━━━━━ GIVEN DATA ━━━━━

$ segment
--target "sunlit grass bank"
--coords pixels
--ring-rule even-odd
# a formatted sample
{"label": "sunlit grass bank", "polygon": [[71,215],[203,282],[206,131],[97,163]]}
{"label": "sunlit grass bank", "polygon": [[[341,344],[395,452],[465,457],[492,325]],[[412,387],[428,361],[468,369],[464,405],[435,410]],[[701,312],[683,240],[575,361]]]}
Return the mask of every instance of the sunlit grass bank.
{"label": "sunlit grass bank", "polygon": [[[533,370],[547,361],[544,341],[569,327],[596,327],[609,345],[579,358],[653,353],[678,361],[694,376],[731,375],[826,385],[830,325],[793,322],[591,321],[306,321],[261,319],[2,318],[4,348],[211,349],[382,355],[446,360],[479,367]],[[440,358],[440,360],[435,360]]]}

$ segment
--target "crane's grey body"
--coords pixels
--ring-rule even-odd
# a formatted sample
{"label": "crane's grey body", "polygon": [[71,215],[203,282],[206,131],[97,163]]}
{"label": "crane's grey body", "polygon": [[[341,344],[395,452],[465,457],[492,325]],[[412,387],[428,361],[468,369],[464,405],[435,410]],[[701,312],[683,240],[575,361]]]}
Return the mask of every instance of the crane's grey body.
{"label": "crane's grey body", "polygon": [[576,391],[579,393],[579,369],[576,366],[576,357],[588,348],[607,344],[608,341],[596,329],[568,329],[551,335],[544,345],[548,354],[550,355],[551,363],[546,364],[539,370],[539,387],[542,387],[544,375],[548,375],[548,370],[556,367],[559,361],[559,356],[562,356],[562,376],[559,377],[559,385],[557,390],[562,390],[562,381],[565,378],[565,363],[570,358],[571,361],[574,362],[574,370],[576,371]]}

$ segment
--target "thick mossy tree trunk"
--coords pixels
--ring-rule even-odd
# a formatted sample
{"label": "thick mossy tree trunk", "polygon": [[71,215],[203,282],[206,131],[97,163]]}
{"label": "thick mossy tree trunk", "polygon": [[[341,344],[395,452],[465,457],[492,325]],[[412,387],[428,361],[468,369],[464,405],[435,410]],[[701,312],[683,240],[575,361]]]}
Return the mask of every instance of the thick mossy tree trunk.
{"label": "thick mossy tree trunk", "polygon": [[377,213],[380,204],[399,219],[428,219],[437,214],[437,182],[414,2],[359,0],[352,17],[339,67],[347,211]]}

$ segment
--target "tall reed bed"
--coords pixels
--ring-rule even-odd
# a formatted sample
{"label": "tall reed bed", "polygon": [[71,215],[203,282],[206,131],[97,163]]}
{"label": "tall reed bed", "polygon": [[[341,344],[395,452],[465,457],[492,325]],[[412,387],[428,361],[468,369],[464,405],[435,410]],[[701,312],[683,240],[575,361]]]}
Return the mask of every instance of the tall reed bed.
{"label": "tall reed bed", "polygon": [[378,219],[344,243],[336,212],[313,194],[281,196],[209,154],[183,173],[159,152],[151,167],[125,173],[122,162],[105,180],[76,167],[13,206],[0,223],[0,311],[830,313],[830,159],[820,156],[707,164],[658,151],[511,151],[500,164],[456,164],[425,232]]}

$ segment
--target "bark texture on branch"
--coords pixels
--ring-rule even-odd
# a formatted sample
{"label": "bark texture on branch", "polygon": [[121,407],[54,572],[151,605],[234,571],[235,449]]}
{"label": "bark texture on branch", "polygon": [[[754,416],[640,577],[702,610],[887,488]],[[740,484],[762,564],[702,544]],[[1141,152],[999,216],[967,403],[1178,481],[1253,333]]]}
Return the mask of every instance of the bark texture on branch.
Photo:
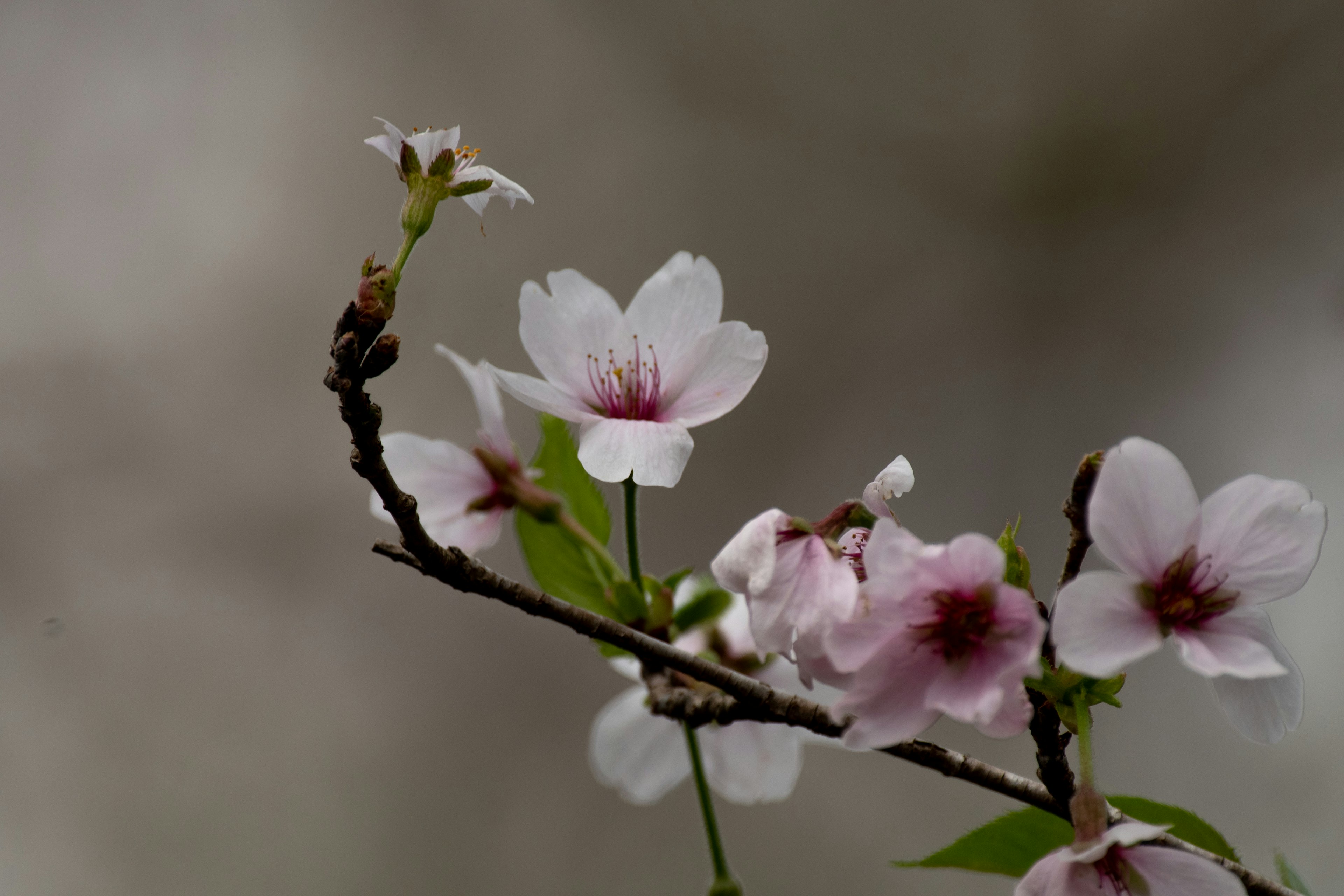
{"label": "bark texture on branch", "polygon": [[[399,340],[395,336],[379,336],[383,325],[384,321],[362,318],[351,302],[336,324],[331,349],[333,364],[324,380],[340,399],[341,419],[349,427],[351,443],[355,446],[351,466],[374,486],[402,533],[399,545],[378,540],[374,552],[458,591],[500,600],[530,615],[558,622],[582,635],[630,652],[644,664],[652,711],[657,715],[685,720],[692,725],[753,720],[796,725],[827,737],[844,733],[849,720],[845,724],[836,723],[829,709],[818,703],[775,690],[762,681],[673,647],[614,619],[507,579],[458,548],[441,547],[429,537],[421,525],[415,498],[401,490],[383,462],[379,438],[382,410],[364,391],[368,379],[387,371],[396,360]],[[685,681],[679,680],[679,676]],[[1043,785],[938,744],[906,740],[878,752],[1068,818],[1067,803],[1056,802]],[[1218,858],[1175,837],[1164,836],[1159,842],[1219,862],[1241,877],[1247,891],[1257,896],[1294,896],[1293,891],[1236,862]]]}

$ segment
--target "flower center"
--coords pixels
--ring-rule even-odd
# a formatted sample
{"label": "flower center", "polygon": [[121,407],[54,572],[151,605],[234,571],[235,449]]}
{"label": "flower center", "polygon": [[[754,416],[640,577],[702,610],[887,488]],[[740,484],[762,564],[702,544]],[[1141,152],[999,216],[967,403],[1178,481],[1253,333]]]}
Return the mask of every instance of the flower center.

━━━━━

- [WHAT YOU WILL DO] Reproduce the entire listing above word for word, leaving out the picture.

- [FINISHED TASK]
$ segment
--target "sunlit grass bank"
--coords pixels
--ring-rule even-odd
# a formatted sample
{"label": "sunlit grass bank", "polygon": [[71,215],[203,282],[206,131],[97,163]]}
{"label": "sunlit grass bank", "polygon": [[[341,344],[395,452],[465,457],[492,325]],[[412,387],[428,361],[468,369],[464,405],[435,410]],[[701,312],[683,240],[575,361]]]}
Return the mask of every instance of the sunlit grass bank.
{"label": "sunlit grass bank", "polygon": [[[533,370],[547,361],[544,341],[569,327],[596,327],[609,345],[579,358],[653,353],[678,361],[694,376],[731,375],[826,385],[830,325],[793,322],[591,321],[306,321],[261,319],[2,318],[4,348],[211,349],[382,355],[446,360],[479,367]],[[440,358],[440,360],[435,360]]]}

$ segment
--target "crane's grey body"
--coords pixels
--ring-rule even-odd
# a formatted sample
{"label": "crane's grey body", "polygon": [[71,215],[203,282],[206,131],[97,163]]}
{"label": "crane's grey body", "polygon": [[[341,344],[395,452],[465,457],[492,325]],[[412,387],[428,361],[468,369],[464,405],[435,410]],[[701,312],[683,240],[575,361]]]}
Return the mask of every instance of the crane's grey body.
{"label": "crane's grey body", "polygon": [[576,391],[579,393],[579,369],[576,366],[576,357],[588,348],[607,344],[608,341],[596,329],[568,329],[551,335],[544,345],[548,354],[550,355],[551,363],[546,364],[539,370],[539,387],[542,387],[544,375],[548,375],[548,370],[556,367],[559,361],[559,356],[562,356],[562,376],[559,377],[559,385],[557,390],[562,390],[562,381],[565,378],[565,363],[570,358],[571,361],[574,362],[574,370],[576,371]]}

$ segment
--target "thick mossy tree trunk"
--coords pixels
--ring-rule even-odd
# a formatted sample
{"label": "thick mossy tree trunk", "polygon": [[71,215],[203,282],[206,131],[97,163]]}
{"label": "thick mossy tree trunk", "polygon": [[[341,344],[395,452],[465,457],[492,325]],[[412,387],[428,361],[468,369],[464,405],[435,410]],[[701,312],[683,240],[575,361]]]}
Return the mask of every instance of the thick mossy tree trunk.
{"label": "thick mossy tree trunk", "polygon": [[377,213],[380,204],[399,219],[428,219],[437,214],[437,182],[414,2],[359,0],[352,17],[339,67],[347,211]]}

$ segment
--target "tall reed bed"
--coords pixels
--ring-rule even-odd
# a formatted sample
{"label": "tall reed bed", "polygon": [[71,215],[203,282],[206,131],[97,163]]}
{"label": "tall reed bed", "polygon": [[[341,344],[395,452],[465,457],[492,325]],[[412,387],[428,361],[468,369],[464,405],[435,410]],[[701,312],[683,240],[575,361]]]}
Return the mask of every instance of the tall reed bed.
{"label": "tall reed bed", "polygon": [[378,219],[344,243],[336,212],[313,194],[281,196],[209,154],[183,173],[159,152],[151,167],[125,173],[122,162],[105,180],[76,167],[13,206],[0,223],[0,311],[830,313],[830,159],[820,156],[707,164],[658,151],[511,151],[500,164],[456,164],[425,232]]}

$ segment
--target "bark texture on branch"
--coords pixels
--ring-rule even-odd
# a formatted sample
{"label": "bark texture on branch", "polygon": [[121,407],[54,572],[151,605],[234,571],[235,449]]}
{"label": "bark texture on branch", "polygon": [[[754,416],[640,577],[702,610],[887,488]],[[740,484],[762,564],[702,544]],[[1141,152],[999,216],[967,403],[1178,481],[1253,333]]]}
Return the mask of every instance of the bark texture on branch.
Photo:
{"label": "bark texture on branch", "polygon": [[[399,340],[395,336],[379,336],[383,325],[384,321],[362,318],[351,302],[336,324],[331,349],[333,364],[324,380],[340,399],[341,419],[349,427],[351,443],[355,446],[351,466],[374,486],[402,533],[399,545],[378,540],[374,552],[458,591],[500,600],[530,615],[558,622],[582,635],[630,652],[644,664],[652,711],[657,715],[685,720],[692,725],[753,720],[796,725],[827,737],[844,733],[849,720],[845,724],[836,723],[829,709],[818,703],[775,690],[762,681],[673,647],[614,619],[507,579],[458,548],[441,547],[429,537],[421,525],[415,498],[401,490],[383,462],[379,438],[382,410],[364,391],[368,379],[387,371],[396,360]],[[685,681],[679,680],[679,676]],[[1043,785],[938,744],[906,740],[878,752],[1068,818],[1067,803],[1056,802]],[[1218,858],[1175,837],[1164,836],[1159,842],[1219,862],[1241,877],[1247,891],[1257,896],[1294,896],[1293,891],[1236,862]]]}

$ segment
--target "flower center"
--coords pixels
--ring-rule even-odd
# a formatted sample
{"label": "flower center", "polygon": [[121,407],[54,572],[151,605],[234,571],[235,449]]}
{"label": "flower center", "polygon": [[[754,416],[640,577],[702,610],[887,488]],[[740,484],[762,564],[702,544]],[[1141,152],[999,216],[967,403],[1178,481],[1253,333]]]}
Return the mask of every instance of the flower center.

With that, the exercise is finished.